- **PROBLEM DESCRIPTION**: Return each line of the listing below that contains the word "reflection".

- **MATERIAL FOR THIS TASK**:
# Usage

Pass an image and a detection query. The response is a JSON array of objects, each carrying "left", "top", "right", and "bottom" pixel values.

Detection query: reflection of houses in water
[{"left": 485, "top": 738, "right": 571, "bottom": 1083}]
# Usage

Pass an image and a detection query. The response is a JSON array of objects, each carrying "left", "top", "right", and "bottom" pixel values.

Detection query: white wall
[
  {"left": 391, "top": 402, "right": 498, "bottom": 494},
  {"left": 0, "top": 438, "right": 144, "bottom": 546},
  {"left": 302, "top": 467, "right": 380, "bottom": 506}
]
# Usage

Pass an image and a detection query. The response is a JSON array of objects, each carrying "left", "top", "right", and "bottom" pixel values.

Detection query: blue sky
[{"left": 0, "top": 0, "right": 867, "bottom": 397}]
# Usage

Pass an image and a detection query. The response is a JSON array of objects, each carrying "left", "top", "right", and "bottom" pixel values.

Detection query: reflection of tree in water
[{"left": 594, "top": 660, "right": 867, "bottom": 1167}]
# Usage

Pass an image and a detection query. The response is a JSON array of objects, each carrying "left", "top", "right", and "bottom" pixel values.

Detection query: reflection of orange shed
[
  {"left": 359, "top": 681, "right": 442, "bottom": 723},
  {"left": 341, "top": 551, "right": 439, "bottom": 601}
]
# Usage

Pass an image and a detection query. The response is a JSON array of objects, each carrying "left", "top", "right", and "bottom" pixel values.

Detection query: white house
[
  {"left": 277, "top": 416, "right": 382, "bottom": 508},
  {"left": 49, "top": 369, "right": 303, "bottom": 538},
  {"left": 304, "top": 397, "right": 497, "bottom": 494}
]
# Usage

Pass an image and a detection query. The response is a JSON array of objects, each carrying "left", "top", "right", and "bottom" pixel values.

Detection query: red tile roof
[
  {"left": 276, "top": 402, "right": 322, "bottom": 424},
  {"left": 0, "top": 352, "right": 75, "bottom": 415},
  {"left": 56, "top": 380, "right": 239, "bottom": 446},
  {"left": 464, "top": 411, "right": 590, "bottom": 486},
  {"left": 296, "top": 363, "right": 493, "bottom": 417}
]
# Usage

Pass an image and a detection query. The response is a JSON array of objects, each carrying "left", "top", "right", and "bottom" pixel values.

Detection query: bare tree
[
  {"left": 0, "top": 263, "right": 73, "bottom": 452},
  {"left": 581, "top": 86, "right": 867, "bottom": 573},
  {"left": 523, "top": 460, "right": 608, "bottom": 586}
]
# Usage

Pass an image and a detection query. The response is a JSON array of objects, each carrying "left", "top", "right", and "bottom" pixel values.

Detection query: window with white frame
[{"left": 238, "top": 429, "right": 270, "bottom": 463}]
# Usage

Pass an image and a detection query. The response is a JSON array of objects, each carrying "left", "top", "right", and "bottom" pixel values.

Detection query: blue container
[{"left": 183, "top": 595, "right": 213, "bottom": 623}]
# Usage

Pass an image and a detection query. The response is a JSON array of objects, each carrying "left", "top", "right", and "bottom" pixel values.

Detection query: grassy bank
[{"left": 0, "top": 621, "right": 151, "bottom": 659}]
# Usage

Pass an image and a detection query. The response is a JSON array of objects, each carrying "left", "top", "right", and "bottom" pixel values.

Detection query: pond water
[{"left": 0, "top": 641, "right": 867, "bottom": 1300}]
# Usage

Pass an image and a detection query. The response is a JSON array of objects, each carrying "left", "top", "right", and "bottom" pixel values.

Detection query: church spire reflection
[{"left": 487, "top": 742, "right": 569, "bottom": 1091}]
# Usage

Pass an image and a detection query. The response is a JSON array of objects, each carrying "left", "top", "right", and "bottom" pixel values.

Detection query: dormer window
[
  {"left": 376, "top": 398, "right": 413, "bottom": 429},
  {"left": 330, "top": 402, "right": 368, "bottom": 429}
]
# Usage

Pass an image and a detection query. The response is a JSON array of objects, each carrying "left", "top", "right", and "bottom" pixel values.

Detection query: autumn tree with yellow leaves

- **RESULT**:
Detection query: reflection of houses in water
Detection query: reflection of tree in water
Detection query: reflection of orange shed
Detection query: church spire reflection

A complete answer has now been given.